DATA TO EXAMINE =
Start of Block
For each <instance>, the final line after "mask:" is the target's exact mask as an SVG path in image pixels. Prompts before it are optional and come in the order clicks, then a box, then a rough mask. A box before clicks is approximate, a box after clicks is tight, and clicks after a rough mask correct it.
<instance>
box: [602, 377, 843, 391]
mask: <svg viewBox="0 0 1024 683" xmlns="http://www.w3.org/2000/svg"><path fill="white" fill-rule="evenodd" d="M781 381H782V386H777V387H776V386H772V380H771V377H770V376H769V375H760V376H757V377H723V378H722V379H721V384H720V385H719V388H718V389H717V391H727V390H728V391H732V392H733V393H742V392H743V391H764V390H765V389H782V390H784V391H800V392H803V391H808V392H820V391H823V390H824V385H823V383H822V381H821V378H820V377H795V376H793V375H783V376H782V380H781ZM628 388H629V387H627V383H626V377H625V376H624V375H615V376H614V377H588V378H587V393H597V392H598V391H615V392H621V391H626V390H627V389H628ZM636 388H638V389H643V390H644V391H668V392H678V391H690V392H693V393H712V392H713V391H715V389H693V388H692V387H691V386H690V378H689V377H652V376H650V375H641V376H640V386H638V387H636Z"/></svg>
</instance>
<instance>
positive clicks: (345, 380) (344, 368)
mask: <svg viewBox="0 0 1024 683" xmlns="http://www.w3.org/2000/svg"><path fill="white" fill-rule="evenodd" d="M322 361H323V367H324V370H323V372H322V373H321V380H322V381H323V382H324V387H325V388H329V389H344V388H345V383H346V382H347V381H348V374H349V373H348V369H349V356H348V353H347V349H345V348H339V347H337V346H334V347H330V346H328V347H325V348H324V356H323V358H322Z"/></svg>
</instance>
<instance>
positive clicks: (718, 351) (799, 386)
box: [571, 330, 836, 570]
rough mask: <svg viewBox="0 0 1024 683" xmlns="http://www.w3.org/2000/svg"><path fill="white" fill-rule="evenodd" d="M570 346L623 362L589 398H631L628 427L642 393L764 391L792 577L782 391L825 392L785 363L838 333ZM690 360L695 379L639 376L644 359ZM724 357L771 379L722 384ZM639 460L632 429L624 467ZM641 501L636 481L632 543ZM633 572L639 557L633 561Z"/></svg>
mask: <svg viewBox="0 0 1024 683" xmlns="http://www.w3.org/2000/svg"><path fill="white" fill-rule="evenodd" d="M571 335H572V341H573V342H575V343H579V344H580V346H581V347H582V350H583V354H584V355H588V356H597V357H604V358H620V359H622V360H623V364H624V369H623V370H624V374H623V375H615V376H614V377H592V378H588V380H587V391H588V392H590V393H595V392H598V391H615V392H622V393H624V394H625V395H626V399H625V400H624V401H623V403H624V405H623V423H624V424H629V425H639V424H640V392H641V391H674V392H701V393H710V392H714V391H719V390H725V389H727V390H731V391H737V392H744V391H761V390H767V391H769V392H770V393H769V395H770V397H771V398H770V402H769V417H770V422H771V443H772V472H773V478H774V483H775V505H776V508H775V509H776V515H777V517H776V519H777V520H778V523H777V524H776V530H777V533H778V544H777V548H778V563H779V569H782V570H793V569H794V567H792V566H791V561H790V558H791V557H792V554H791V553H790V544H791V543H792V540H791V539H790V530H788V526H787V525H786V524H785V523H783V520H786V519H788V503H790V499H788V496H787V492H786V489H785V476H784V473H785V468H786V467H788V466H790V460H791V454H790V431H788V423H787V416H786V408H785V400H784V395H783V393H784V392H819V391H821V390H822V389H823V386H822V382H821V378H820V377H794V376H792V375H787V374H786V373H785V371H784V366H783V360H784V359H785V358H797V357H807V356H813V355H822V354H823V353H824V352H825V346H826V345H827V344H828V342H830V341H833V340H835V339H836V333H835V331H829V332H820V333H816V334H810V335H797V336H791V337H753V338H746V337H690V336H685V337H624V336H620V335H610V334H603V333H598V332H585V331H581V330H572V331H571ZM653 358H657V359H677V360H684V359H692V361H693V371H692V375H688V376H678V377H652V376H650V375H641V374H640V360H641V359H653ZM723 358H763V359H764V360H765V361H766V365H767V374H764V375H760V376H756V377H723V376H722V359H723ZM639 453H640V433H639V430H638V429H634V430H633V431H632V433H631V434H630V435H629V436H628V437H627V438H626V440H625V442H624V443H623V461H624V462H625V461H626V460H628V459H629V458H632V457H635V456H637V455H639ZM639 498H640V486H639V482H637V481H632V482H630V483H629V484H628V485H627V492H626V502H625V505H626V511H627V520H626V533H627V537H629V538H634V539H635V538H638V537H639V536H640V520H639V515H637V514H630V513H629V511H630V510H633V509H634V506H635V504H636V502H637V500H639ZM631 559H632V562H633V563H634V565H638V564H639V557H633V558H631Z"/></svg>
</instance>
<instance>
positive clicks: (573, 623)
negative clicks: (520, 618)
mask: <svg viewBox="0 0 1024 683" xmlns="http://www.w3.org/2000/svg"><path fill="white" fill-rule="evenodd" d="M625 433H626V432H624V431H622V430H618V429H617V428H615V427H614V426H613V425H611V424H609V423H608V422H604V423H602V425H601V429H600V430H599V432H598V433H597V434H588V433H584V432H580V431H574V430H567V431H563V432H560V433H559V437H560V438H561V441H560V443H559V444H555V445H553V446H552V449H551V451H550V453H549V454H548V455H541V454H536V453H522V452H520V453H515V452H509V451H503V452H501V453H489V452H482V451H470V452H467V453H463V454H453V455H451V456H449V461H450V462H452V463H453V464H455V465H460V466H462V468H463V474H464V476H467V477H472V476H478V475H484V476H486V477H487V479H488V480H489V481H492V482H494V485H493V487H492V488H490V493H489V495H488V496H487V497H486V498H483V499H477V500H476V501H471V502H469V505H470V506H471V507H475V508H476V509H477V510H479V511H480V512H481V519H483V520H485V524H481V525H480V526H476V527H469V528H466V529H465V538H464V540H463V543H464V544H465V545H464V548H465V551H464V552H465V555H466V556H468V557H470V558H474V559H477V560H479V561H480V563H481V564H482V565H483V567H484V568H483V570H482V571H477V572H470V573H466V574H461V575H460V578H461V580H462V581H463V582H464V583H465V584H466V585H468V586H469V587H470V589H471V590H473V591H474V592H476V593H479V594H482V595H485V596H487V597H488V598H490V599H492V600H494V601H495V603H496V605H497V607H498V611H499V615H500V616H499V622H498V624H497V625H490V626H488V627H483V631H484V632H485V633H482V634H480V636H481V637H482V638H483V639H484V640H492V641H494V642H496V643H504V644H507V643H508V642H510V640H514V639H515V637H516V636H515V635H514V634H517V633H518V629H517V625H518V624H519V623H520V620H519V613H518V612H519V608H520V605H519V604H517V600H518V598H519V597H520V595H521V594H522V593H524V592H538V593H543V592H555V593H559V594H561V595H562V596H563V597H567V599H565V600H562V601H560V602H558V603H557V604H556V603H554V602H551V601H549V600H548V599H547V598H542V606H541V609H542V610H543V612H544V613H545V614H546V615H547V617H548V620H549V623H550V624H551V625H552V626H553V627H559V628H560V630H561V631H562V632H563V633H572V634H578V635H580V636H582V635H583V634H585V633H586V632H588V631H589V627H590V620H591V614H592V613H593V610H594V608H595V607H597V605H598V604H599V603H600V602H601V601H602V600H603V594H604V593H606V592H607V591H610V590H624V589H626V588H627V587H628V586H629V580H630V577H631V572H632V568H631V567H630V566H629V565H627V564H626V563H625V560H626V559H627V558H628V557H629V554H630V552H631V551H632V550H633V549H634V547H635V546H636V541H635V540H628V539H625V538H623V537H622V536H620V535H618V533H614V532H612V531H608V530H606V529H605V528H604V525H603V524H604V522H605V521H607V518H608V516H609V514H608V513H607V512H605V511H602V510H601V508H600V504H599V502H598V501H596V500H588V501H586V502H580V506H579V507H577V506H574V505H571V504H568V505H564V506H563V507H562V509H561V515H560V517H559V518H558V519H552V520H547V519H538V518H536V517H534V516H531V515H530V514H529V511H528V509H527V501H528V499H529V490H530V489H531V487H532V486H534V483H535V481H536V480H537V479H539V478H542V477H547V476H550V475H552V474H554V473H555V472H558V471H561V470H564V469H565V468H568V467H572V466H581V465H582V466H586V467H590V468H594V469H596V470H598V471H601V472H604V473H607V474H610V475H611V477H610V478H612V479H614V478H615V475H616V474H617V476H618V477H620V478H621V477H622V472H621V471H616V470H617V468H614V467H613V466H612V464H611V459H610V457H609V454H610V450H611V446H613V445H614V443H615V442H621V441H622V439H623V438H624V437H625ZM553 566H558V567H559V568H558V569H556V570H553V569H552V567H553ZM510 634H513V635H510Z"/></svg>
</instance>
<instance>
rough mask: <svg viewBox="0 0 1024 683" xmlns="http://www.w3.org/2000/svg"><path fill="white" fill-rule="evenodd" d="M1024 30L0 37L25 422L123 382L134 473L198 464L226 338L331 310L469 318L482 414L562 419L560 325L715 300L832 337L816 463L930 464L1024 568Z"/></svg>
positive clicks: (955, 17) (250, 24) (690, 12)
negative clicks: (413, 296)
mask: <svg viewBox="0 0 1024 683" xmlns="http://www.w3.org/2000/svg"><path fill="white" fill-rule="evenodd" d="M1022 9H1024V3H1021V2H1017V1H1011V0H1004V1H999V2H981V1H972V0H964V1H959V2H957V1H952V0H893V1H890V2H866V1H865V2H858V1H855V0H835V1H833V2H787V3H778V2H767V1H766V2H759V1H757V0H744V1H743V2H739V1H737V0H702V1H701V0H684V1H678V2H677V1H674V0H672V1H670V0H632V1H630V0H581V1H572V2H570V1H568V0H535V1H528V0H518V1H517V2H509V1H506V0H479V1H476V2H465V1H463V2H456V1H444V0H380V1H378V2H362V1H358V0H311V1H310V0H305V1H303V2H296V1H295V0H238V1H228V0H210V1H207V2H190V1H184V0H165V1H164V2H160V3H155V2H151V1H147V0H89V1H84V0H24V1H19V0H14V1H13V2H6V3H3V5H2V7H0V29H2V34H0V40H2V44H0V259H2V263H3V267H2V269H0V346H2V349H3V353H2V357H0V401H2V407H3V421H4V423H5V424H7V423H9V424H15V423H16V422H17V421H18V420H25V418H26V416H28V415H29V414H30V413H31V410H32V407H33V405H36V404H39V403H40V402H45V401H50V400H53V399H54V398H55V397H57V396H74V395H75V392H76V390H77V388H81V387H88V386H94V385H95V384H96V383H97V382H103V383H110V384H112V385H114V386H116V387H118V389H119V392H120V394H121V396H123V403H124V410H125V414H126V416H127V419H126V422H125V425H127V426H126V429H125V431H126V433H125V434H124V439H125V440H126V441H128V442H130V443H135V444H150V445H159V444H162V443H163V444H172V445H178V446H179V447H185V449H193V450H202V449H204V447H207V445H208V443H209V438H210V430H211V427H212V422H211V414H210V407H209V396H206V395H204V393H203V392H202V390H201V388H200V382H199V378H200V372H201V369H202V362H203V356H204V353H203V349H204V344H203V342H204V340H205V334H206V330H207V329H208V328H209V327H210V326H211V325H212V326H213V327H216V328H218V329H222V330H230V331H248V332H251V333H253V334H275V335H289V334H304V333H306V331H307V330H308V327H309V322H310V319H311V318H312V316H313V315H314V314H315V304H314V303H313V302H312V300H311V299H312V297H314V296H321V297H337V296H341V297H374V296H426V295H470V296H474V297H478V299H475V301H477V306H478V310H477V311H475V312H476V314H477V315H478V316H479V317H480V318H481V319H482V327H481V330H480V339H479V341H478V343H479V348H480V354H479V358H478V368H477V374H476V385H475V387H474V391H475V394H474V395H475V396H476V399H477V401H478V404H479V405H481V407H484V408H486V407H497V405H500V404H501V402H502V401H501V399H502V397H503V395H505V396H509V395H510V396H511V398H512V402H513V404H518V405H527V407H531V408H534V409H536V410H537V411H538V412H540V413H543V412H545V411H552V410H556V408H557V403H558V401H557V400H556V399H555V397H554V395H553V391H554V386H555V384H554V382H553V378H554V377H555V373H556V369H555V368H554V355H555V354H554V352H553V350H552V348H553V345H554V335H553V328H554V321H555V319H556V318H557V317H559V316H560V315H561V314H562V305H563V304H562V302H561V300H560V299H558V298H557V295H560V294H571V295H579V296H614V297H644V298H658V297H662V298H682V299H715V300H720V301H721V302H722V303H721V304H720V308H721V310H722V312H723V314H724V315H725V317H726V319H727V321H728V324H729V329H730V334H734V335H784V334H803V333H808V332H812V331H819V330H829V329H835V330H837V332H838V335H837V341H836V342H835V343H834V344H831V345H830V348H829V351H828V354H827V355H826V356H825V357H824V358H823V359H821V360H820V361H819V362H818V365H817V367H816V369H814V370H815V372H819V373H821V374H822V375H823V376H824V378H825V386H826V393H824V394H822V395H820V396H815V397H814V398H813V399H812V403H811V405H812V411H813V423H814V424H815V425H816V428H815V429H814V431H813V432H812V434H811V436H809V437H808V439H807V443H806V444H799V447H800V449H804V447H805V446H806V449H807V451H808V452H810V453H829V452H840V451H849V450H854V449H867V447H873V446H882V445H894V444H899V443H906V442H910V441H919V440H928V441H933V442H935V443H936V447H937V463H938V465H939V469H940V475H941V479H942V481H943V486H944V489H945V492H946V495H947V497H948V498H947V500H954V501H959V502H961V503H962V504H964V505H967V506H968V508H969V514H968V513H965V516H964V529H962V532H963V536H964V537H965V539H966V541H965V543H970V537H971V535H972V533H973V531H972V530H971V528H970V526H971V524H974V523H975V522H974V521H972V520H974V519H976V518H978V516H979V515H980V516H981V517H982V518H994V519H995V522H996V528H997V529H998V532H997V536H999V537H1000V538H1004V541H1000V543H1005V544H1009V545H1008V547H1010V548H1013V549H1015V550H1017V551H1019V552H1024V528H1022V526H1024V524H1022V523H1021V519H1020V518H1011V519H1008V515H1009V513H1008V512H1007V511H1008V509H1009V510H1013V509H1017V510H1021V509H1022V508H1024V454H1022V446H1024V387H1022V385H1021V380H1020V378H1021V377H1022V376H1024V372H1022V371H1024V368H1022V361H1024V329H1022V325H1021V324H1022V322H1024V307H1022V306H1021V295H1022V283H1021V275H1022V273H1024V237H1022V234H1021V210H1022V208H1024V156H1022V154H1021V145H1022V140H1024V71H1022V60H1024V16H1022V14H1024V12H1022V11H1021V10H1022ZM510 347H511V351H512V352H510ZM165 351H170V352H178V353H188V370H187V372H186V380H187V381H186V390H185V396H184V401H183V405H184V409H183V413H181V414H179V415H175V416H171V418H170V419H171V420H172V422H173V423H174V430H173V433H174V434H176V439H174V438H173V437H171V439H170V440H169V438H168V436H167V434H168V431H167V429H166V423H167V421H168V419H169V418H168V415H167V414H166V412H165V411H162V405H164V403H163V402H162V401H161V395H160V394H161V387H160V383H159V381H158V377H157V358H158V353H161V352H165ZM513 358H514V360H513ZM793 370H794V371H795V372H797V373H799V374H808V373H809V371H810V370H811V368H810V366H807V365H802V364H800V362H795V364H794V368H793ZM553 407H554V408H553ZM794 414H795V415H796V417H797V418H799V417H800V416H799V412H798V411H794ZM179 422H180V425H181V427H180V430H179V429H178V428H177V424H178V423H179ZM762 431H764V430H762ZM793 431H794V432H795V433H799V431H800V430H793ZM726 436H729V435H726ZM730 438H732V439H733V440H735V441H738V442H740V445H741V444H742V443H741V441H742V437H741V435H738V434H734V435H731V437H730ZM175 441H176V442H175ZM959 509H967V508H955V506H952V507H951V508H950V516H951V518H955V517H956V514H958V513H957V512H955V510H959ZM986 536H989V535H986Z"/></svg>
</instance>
End of Block
ASSIGNMENT = Within the data above, pick out all lines holding the word "negative".

THE COMPLETED TASK =
negative clicks: (520, 618)
negative clicks: (413, 296)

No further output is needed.